§ **Work instructions**
Read the data and repeat it in full, exactly.
-=-=-=-=-
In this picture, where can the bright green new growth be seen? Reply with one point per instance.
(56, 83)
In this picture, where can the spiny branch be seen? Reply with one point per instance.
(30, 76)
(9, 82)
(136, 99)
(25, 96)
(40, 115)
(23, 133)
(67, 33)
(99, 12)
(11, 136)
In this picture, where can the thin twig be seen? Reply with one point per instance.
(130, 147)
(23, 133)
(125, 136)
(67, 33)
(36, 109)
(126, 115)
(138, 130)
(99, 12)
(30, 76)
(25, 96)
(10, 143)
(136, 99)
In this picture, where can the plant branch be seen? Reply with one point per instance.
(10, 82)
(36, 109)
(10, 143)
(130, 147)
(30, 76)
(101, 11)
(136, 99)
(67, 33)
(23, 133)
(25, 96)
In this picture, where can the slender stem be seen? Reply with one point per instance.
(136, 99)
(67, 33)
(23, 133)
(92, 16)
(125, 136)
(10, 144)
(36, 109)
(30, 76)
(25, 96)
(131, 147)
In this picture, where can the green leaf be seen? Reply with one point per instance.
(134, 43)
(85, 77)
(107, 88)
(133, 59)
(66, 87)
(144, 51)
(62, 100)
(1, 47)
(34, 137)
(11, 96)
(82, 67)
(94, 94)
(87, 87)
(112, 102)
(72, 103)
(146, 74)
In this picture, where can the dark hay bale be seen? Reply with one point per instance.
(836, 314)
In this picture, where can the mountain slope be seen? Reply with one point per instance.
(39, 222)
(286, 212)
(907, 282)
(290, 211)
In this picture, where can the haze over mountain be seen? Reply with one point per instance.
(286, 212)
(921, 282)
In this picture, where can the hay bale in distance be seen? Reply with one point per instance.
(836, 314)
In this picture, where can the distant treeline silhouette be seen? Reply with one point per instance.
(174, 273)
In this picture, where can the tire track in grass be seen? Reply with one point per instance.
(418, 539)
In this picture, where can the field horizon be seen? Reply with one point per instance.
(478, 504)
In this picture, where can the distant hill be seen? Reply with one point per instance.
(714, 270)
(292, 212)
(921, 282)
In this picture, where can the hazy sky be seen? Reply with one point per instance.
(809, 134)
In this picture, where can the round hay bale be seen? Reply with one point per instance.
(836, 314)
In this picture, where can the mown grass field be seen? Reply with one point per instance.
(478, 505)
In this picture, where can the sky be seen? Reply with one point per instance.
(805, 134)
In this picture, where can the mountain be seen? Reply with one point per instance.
-=-=-=-=-
§ **Answer for the task**
In this picture, where can the bright green new growth be seen? Reply with one point per instance.
(56, 83)
In this picture, where can the spiny branch be seen? Reply with one point per instance.
(30, 76)
(9, 82)
(136, 99)
(25, 96)
(40, 115)
(23, 133)
(67, 33)
(99, 12)
(11, 136)
In this picture, where can the thin twig be seen? Reply with one point per instance.
(130, 147)
(23, 133)
(125, 136)
(67, 33)
(36, 109)
(126, 115)
(138, 130)
(99, 12)
(30, 76)
(25, 96)
(10, 143)
(136, 99)
In this picture, where can the plant branch be seen? Reply with one point per instance.
(10, 82)
(36, 109)
(10, 143)
(130, 147)
(30, 76)
(101, 11)
(136, 99)
(67, 33)
(23, 133)
(25, 96)
In this picture, where can the slender stem be seen? Reply with one point per instance.
(136, 99)
(67, 33)
(23, 133)
(92, 16)
(125, 136)
(10, 144)
(36, 109)
(30, 76)
(25, 96)
(131, 147)
In this picture, where can the green leaf be seen? Reply with one point per instance.
(134, 43)
(85, 77)
(107, 88)
(133, 59)
(66, 87)
(144, 51)
(62, 100)
(1, 47)
(34, 137)
(11, 96)
(82, 67)
(94, 94)
(87, 87)
(112, 102)
(72, 103)
(146, 74)
In this picture, where can the dark hay bale be seen? Reply with one point per instance.
(836, 314)
In this picture, where can the mountain slope be seen? Reply with one point per instance.
(39, 222)
(286, 212)
(907, 282)
(290, 211)
In this picture, where can the haze over mountain be seen? Reply with one point per instance.
(286, 212)
(921, 282)
In this picture, where can the hay bale in distance be seen? Reply with one point per instance.
(836, 314)
In this picture, where can the distant treeline silhouette be seen? Reply with one point per instance.
(174, 273)
In this picture, where can the tire track in grass be seen? Reply with one point per instance.
(418, 539)
In this picture, where can the field horizon be seen? Reply with one point per instance.
(478, 504)
In this picture, where can the distant hill be seen? Reply with one point per instance.
(714, 270)
(292, 212)
(921, 282)
In this picture, where can the hazy sky be seen? Reply with one point per instance.
(809, 134)
In this picture, where can the round hay bale be seen? Reply with one point per instance.
(836, 314)
In this picture, where can the mown grass field be seen? Reply with one point per instance.
(478, 505)
In this picture, where can the sky be seen? Reply with one point per instance.
(805, 134)
In this picture, where can the mountain be seen? Reply with one point per instance.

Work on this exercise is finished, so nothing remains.